AIM: Pull every line of the records below out unchanged, leaving the pictures out of your answer.

Items from a data source:
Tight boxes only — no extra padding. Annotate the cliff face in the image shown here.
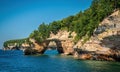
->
[76,11,120,60]
[25,31,76,55]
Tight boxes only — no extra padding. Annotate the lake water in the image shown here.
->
[0,50,120,72]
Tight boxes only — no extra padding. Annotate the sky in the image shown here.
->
[0,0,92,48]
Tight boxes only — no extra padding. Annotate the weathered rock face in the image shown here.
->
[75,11,120,61]
[26,31,76,55]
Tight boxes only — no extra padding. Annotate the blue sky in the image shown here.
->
[0,0,92,48]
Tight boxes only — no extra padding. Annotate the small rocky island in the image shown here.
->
[3,0,120,61]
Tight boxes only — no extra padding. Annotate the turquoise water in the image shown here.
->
[0,50,120,72]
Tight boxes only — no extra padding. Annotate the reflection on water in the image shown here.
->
[0,50,120,72]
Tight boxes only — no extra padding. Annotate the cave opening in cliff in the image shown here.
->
[44,41,58,55]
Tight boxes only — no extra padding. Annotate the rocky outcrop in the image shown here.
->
[74,11,120,61]
[25,11,120,61]
[24,31,75,55]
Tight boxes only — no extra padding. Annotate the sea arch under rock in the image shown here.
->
[24,38,74,55]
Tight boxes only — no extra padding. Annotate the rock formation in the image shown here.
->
[75,11,120,61]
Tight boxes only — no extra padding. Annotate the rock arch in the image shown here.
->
[24,39,74,55]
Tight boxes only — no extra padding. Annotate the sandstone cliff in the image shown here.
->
[75,10,120,60]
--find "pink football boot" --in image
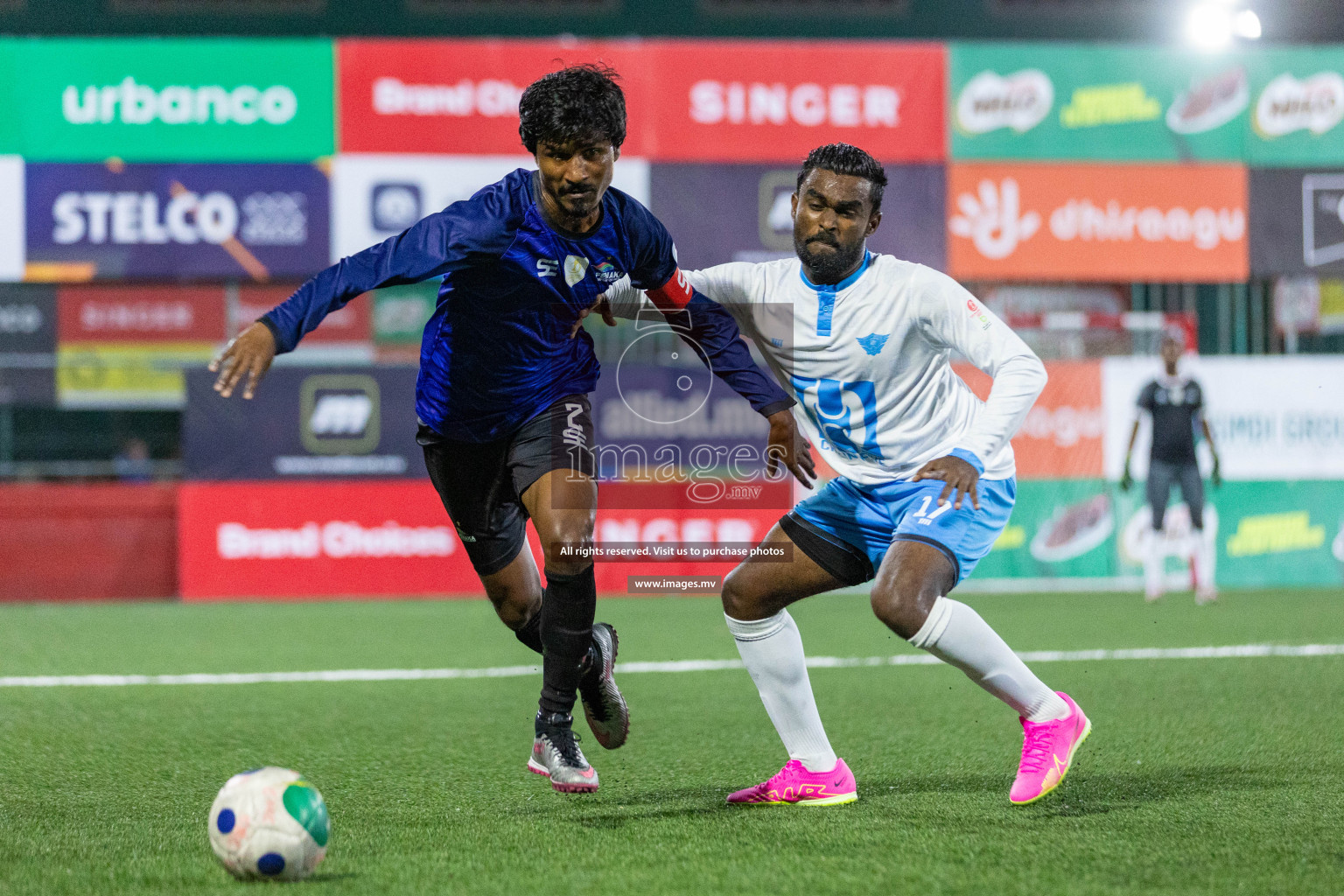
[1008,690,1091,806]
[729,759,859,806]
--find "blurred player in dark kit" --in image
[1119,328,1223,603]
[211,66,810,793]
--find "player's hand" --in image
[910,454,980,510]
[765,411,817,489]
[570,293,615,339]
[210,322,276,397]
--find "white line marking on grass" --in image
[0,643,1344,688]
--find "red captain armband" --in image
[645,269,692,314]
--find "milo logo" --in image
[60,75,298,125]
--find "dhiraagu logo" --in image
[792,376,883,461]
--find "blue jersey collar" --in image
[798,250,872,294]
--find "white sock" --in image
[723,610,836,771]
[910,598,1068,721]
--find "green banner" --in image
[0,36,23,156]
[0,38,334,161]
[975,480,1344,588]
[371,279,439,346]
[948,43,1250,161]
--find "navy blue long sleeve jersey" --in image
[262,168,793,442]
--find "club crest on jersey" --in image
[853,333,891,354]
[564,256,589,286]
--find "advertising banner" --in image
[178,480,778,600]
[27,164,331,281]
[648,164,948,270]
[0,284,57,406]
[955,360,1106,481]
[331,153,649,262]
[0,156,24,282]
[336,39,652,158]
[57,284,225,409]
[181,367,426,480]
[948,164,1249,282]
[1102,356,1344,481]
[1246,46,1344,166]
[1250,168,1344,276]
[0,38,334,163]
[645,40,946,165]
[948,43,1251,161]
[338,39,946,164]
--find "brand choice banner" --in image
[332,153,649,262]
[645,40,946,164]
[1102,356,1344,480]
[338,39,946,163]
[948,164,1249,282]
[0,284,57,406]
[27,164,331,281]
[0,38,334,161]
[183,367,426,480]
[1251,168,1344,276]
[648,163,946,270]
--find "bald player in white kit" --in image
[599,144,1091,806]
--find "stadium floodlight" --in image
[1186,0,1261,50]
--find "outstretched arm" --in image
[210,188,506,399]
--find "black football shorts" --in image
[416,395,592,575]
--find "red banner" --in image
[649,40,946,164]
[956,361,1106,480]
[336,39,946,164]
[57,286,225,342]
[178,481,780,600]
[948,163,1250,282]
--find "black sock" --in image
[514,607,546,653]
[537,567,597,715]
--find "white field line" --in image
[0,643,1344,688]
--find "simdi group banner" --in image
[0,38,334,163]
[948,163,1250,282]
[948,43,1344,166]
[1251,165,1344,276]
[336,39,946,163]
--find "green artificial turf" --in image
[0,592,1344,896]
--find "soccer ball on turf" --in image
[210,766,331,880]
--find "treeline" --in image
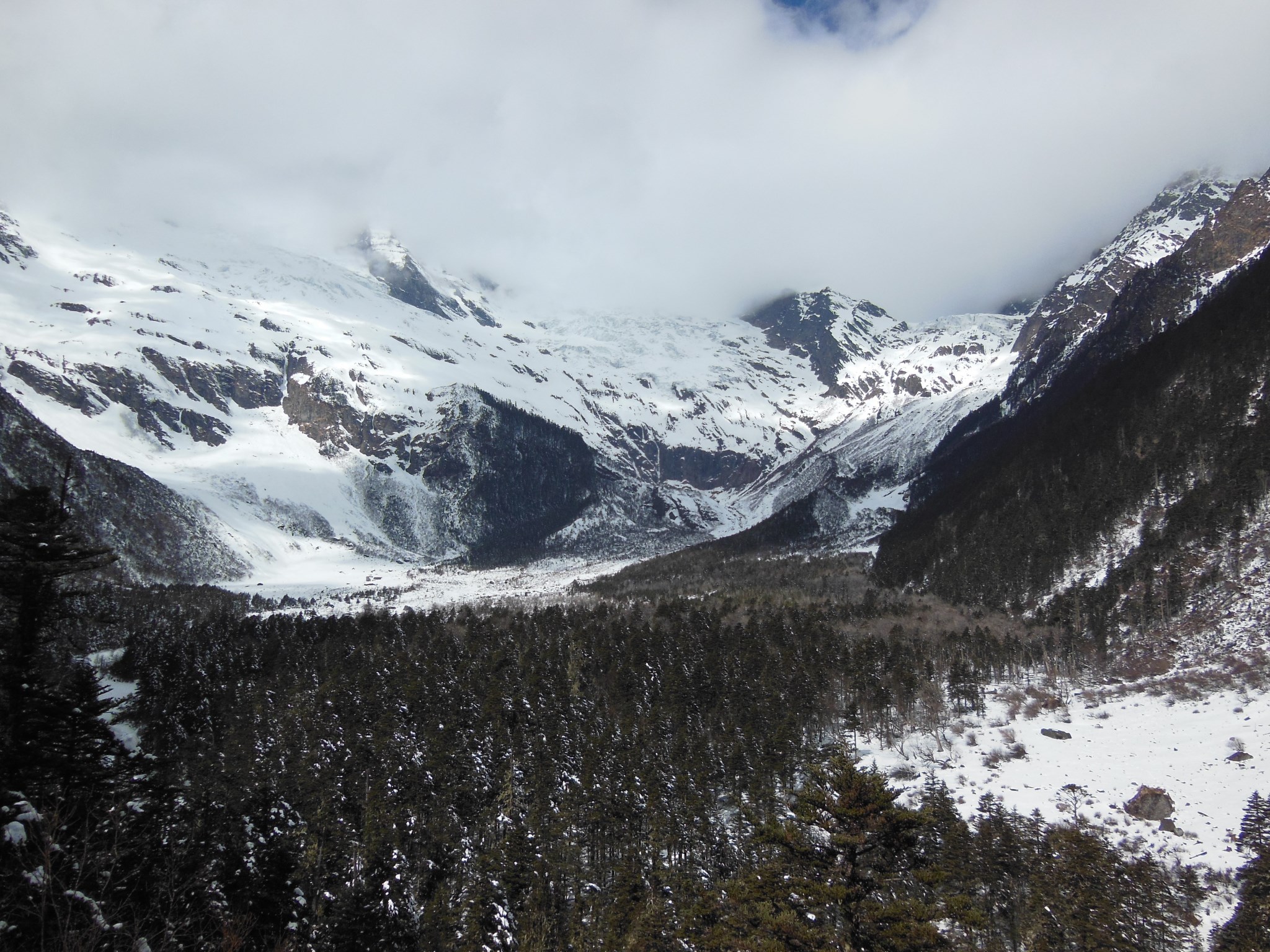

REPLY:
Tight boxes only — no extra padding. Annotate the cliff face in the image shown here.
->
[76,11,120,60]
[25,31,76,55]
Tight boxes only — no extra padding. Annotate the lake water in the image shown here.
->
[0,50,120,72]
Tight boxes only — no extra padding. Annotate the sky in the image shown here.
->
[0,0,92,48]
Tight boxes only — no extra padding. Annotate the weathered rock face in the image shown here.
->
[75,11,120,61]
[26,31,76,55]
Tight boxes only — no extra padding. Annotate the blue sky in the image shown here.
->
[0,0,92,48]
Tight boxes only — no extra padding. Annotate the small rocky island in the image shown here.
->
[3,0,120,61]
Tight boxes only — no extra padding. Annotate the turquoise water in the image shown here.
->
[0,50,120,72]
Tight boxes only — no extra padding. Annotate the reflection on water in the image shown here.
->
[0,50,120,72]
Tight boxes only — no extra padding. Annotate the cave opening in cliff in the image shown here.
->
[44,41,58,55]
Tight boxes only — no extra padding. Annotate the rocky outcrop in the image shown here.
->
[74,11,120,61]
[25,11,120,61]
[24,31,75,55]
Tight boxes only — no extra padding. Annotate the sea arch under rock in the image shown here.
->
[24,38,74,55]
Tight boxes only — no extra padding. Annotate the rock formation in the image shown here.
->
[75,11,120,61]
Tight boxes only — no extra padding. Annotate the rock arch in the image shown here.
->
[24,39,74,55]
Tight boxes only — no extra padding. Annotate the sandstone cliff in the image shown here.
->
[75,10,120,60]
--find "pink football boot" --in image
[1008,690,1091,806]
[729,759,859,806]
--find "blurred player in dark kit" --in image
[1119,328,1223,603]
[211,66,810,793]
--find "player's hand" --in image
[910,454,980,510]
[765,411,817,489]
[570,293,615,339]
[210,322,276,397]
--find "white line marking on grass" --in image
[0,643,1344,688]
--find "red captain armband" --in image
[645,269,692,314]
--find "milo logo" --in image
[60,75,298,125]
--find "dhiraagu logo" --in image
[792,376,883,461]
--find "blue jersey collar" --in image
[798,250,872,294]
--find "white sock" --in image
[723,610,836,771]
[910,598,1068,721]
--find "green banner" --in image
[0,36,23,156]
[0,38,334,161]
[975,480,1344,588]
[371,279,439,346]
[948,43,1250,161]
--find "navy blue long sleeve jersey" --in image
[262,168,793,442]
--find "club crest on jersey" --in image
[853,333,891,354]
[564,256,589,286]
--find "advertising banner" --in image
[178,480,778,600]
[27,164,331,281]
[648,164,948,270]
[0,284,57,406]
[955,360,1106,481]
[331,153,649,262]
[0,156,24,282]
[336,39,652,158]
[57,284,225,409]
[181,367,426,480]
[948,164,1249,282]
[1102,356,1344,481]
[1246,46,1344,166]
[1250,168,1344,276]
[0,38,334,163]
[645,40,946,165]
[948,43,1251,161]
[338,39,946,164]
--find "brand choice banner" --in image
[332,153,649,262]
[645,40,946,164]
[1102,356,1344,480]
[338,39,946,163]
[948,164,1249,282]
[0,284,57,406]
[27,164,331,281]
[0,38,334,161]
[183,367,426,480]
[1251,168,1344,276]
[648,163,946,270]
--find "bald player in white kit" --in image
[599,144,1091,806]
--find "stadium floodlight" --in image
[1186,0,1261,50]
--find "outstretched arm" --in image
[210,188,506,399]
--find "black football shorts" --in image
[416,395,592,575]
--find "red banner" --in image
[649,40,946,164]
[956,361,1106,480]
[336,39,946,164]
[57,286,225,342]
[178,481,780,600]
[948,163,1250,282]
--find "black sock" --in image
[514,607,546,653]
[537,567,597,715]
--find "white field line" --in image
[0,643,1344,688]
--find "simdi group banner" --in image
[0,38,334,163]
[948,163,1250,282]
[948,43,1344,166]
[1251,165,1344,276]
[336,39,946,163]
--find "green artificial turf" --in image
[0,592,1344,896]
--find "soccer ball on turf" --in image
[210,766,331,880]
--find "treeline" --in image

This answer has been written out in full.